▸ Given passage
+ + + +

Kind of expensive for anything short of consuming interest, though.

[kurtosis]

Here's more info on the author

http://opa.yale.edu/news/article.aspx?id=6066

Apparently he worked on the V2 rocket. But there are lots of scientists that can write technical books targeted to experts. This book is worth it because this guy is devoted a lot of his teaching career to explaining difficult topics to non-experts. I think he did a marvelous job, of mixing technical material and history. I think this book was part of a course he taught at yale univ.

It is an expensive book, but I'll go in and say it's worth it. Check your univ library.

[aneesh]

The used copies of the older first edition are reasonably cheap.

http://www.amazon.com/gp/offer-listing/0387975136/

[netsp]

$23.48 shipped with some of the sale going towards literacy charities.

http://www.betterworldbooks.com/What-Makes-Airplanes-Fly-id-...

[lutorm]

Another good discussion about this is in the online pilot textbook "See How It Flies" at http://www.av8n.com/how/ (section 3). That author also disagrees with the Coanda effect conclusion.

The discussion in there is the best I've seen, it centers on the concept or circulation, the vorticity of the flow field around the wing. One example that's used is the fact that if you just take a wing by itself (try it with a long, flat piece of cardboard) it will "fly" while rotating in the air. It doesn't fly very well, admittedly, but it certainly exhibits a glide ratio a lot better than something with the same cross-sectional area that's not a wing. In that case, there's no top or bottom of the wing at all.

+ + + +

▸ Supplied material
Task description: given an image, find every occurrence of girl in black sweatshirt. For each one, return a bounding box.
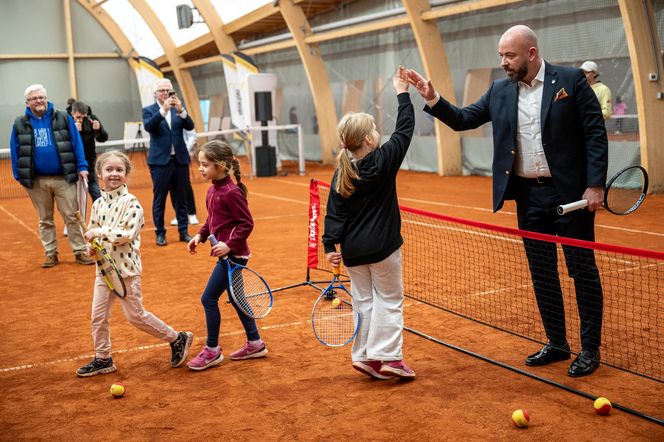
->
[323,66,415,379]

+ + + +

▸ Your tasks
A) From the forum thread, write out the stretch from "http://www.betterworldbooks.com/What-Makes-Airplanes-Fly-id-..." through "Coanda effect conclusion.".
B) Which online pilot textbook does the forum thread recommend for another good discussion of the topic?
C) Summarize the forum thread in three sentences.

▸ Replies
A)
http://www.betterworldbooks.com/What-Makes-Airplanes-Fly-id-...

[lutorm]

Another good discussion about this is in the online pilot textbook "See How It Flies" at http://www.av8n.com/how/ (section 3). That author also disagrees with the Coanda effect conclusion.

B) "See How It Flies"

C) Posters agree that the book under discussion is expensive, but one says it is worth it because the author, who spent much of his teaching career explaining difficult topics to non-experts, mixes technical material and history well. Cheaper options are pointed out, including a university library, reasonably cheap used copies of the older first edition, and a $23.48 shipped offer that supports literacy charities. Another poster recommends the online pilot textbook "See How It Flies," whose discussion centers on circulation and which also disagrees with the Coanda effect conclusion.